Location identification entries:
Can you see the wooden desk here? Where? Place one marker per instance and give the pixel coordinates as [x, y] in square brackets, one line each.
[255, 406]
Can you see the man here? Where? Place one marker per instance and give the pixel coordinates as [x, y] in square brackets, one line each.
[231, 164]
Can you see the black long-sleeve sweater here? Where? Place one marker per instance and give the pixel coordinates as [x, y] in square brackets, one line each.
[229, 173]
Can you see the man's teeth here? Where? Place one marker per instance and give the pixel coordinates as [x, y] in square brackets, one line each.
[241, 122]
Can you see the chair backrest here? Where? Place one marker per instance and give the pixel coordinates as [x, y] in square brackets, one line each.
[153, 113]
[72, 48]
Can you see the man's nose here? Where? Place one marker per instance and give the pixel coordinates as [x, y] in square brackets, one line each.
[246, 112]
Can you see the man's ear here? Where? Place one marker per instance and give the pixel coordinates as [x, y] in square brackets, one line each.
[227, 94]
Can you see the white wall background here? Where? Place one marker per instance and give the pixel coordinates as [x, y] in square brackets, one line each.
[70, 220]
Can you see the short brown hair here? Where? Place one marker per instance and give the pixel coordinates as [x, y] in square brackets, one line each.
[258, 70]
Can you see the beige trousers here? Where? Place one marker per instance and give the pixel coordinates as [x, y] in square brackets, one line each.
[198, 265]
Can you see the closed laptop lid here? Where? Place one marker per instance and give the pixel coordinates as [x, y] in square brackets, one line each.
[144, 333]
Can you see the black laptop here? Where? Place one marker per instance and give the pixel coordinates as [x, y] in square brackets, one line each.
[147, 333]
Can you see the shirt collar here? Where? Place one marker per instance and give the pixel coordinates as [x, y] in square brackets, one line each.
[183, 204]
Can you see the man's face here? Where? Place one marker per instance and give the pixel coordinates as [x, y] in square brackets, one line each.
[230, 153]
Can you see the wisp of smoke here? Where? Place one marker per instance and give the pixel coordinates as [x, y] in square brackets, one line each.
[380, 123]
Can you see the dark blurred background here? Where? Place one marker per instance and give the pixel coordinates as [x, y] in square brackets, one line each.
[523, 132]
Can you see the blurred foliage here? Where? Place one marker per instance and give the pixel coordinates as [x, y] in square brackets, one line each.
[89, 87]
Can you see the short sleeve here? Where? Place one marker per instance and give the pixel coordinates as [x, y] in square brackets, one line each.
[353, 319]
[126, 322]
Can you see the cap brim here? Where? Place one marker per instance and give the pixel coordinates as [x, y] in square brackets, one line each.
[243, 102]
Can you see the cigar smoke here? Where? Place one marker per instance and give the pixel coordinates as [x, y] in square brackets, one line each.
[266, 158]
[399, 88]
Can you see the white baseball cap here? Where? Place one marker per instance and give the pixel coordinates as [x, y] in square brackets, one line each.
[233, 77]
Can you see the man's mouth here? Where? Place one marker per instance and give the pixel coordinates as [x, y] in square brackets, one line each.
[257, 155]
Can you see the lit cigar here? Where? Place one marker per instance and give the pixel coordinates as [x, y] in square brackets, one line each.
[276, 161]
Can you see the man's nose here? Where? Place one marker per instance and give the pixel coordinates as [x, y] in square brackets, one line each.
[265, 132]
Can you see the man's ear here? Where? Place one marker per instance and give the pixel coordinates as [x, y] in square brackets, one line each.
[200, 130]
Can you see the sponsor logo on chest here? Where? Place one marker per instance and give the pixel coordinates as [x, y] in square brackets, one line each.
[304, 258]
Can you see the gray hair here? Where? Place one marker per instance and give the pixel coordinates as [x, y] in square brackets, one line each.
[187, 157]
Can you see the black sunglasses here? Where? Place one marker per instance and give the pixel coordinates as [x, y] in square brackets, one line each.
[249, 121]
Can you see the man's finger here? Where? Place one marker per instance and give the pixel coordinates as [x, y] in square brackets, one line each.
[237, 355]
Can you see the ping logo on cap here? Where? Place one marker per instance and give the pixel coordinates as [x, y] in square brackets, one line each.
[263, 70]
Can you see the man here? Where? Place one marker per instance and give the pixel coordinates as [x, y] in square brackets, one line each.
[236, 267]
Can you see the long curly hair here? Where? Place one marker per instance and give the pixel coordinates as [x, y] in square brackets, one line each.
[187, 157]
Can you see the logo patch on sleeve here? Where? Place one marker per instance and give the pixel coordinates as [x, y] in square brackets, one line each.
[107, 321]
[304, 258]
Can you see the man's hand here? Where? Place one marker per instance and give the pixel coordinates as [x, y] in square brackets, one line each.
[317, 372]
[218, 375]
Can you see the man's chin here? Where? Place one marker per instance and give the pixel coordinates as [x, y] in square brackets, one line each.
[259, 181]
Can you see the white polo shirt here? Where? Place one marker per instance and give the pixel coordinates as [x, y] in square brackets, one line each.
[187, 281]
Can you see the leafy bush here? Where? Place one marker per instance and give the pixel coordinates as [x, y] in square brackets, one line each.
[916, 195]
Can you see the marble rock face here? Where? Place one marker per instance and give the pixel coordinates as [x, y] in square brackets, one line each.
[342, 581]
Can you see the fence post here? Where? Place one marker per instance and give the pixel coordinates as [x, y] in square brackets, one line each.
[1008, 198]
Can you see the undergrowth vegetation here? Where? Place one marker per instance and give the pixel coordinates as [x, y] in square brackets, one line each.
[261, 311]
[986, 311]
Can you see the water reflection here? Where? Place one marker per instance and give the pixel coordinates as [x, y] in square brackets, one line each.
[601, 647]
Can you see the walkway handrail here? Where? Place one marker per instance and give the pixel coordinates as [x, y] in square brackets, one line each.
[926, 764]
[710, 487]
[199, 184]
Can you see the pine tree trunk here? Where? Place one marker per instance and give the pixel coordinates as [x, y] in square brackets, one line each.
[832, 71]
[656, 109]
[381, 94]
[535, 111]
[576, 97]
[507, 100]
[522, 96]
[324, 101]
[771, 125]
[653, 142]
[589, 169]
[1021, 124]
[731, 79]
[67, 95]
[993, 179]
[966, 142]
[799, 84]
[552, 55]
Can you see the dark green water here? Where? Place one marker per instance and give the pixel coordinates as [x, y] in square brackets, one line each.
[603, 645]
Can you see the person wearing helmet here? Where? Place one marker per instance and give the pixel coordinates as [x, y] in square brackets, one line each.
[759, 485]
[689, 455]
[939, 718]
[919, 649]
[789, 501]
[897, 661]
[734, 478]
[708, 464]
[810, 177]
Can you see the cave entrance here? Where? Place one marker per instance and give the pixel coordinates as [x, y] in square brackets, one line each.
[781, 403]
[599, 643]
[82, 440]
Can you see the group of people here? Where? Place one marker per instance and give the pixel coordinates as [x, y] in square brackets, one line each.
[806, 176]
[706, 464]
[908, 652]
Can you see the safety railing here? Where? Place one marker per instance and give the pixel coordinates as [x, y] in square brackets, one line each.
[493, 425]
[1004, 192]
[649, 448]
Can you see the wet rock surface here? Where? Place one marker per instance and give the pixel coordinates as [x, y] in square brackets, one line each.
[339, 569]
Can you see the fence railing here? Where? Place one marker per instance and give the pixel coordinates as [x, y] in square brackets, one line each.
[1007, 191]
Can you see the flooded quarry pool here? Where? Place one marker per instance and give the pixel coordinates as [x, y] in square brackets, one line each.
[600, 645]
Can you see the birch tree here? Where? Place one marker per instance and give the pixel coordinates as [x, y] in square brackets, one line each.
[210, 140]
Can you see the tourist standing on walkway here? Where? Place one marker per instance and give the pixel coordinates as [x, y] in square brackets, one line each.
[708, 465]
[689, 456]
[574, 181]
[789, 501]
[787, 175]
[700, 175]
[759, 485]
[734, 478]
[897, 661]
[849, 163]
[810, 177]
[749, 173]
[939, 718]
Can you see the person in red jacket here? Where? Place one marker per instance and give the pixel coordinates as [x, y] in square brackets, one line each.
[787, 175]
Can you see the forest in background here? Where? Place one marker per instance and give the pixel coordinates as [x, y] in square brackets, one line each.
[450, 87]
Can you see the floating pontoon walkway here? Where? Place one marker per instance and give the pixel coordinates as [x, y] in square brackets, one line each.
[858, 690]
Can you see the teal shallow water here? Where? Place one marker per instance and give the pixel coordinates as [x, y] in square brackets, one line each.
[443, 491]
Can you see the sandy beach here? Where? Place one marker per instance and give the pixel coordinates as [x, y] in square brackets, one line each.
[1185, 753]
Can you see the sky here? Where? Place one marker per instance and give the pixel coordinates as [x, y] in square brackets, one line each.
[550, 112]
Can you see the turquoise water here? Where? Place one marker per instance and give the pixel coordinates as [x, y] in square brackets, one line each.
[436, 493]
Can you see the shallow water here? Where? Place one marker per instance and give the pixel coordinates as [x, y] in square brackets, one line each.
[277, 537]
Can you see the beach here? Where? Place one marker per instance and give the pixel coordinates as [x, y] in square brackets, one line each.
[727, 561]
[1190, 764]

▶ **EXERCISE TASK**:
Starting at the line that contains "Can you see the person in", print every line through the end of the listing, word for word. Leave out all the rest.

▶ **WRITTEN REPLY**:
Can you see the person in red jacket here? Where? Place one marker per instance and give the pixel coordinates as [x, y] in square brackets, one line each.
[787, 175]
Can you see the forest in background here? Where? Place one marker per instance and give the pixel coordinates as [x, y] in square brackets, one line each.
[450, 87]
Can you see the floating pontoon walkway here? Where? Place one marker per instance and give the pixel coordinates as [x, y] in square brackets, one line each.
[858, 690]
Can you see the teal shallow water here? Where? Place one marker per instance and give the pixel coordinates as [x, y] in square brackets, one line each.
[443, 491]
Can you see the sandy beach here? Where? Place one marker per instance and give the pixel coordinates as [x, y] in square brackets, one line each.
[1185, 753]
Can you see the sky here? Where? Place one marker per instance and give the pixel coordinates as [x, y] in square brackets, one line each.
[550, 112]
Can you see the turquoise water here? Where? Place one marker per instance and give the pixel coordinates as [x, y] in square brackets, one line each.
[436, 493]
Can you see the shallow water here? Where? Place one marker per instance and give the pixel coordinates as [x, y] in square brackets, one line each.
[277, 537]
Can you see the beach here? Where? Place one marker per instance and give the pixel coordinates as [x, y] in square brackets, one line each.
[727, 561]
[1190, 764]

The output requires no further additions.